# RECORDS PROVIDED
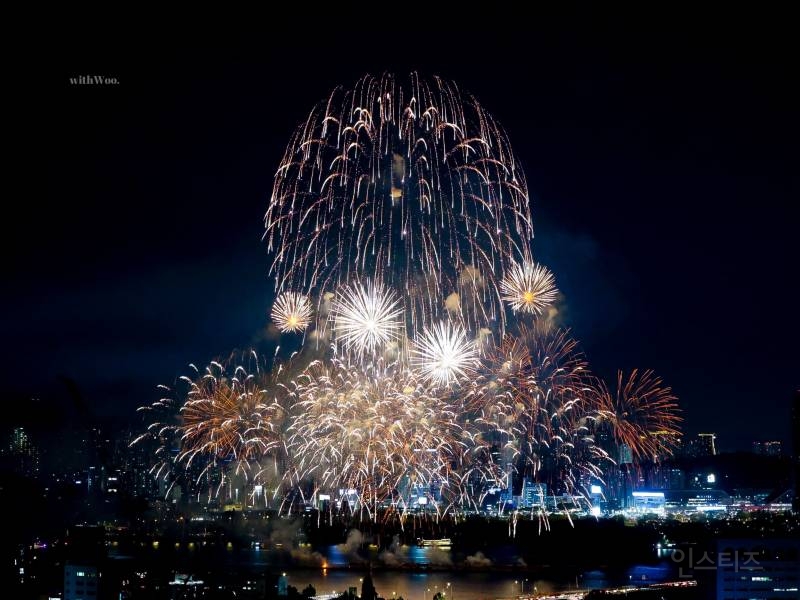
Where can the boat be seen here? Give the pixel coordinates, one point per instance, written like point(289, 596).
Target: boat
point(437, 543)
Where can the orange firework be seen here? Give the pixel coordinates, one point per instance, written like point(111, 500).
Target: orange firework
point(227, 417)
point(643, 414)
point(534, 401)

--

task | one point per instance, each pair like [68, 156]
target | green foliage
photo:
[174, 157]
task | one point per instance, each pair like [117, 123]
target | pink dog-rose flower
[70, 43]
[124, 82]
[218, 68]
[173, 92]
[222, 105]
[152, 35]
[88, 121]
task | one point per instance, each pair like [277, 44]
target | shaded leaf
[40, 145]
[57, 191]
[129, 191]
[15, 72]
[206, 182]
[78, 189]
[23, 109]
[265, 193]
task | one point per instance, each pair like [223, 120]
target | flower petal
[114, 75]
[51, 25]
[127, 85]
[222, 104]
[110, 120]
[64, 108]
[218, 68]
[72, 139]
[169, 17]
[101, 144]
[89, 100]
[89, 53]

# EXERCISE REQUIREMENTS
Rewrite part of the data above as a Markdown table with the columns Row and Line, one line per row and blank lines left out. Begin at the line that contains "Where can the orange" and stop after the line that contains "point(534, 401)".

# RESULT BELOW
| Row | Line |
|---|---|
| 1 | Where can the orange firework be seen here? Give the pixel coordinates, one point per instance, written like point(111, 500). |
| 2 | Target: orange firework |
| 3 | point(227, 417) |
| 4 | point(643, 414) |
| 5 | point(534, 401) |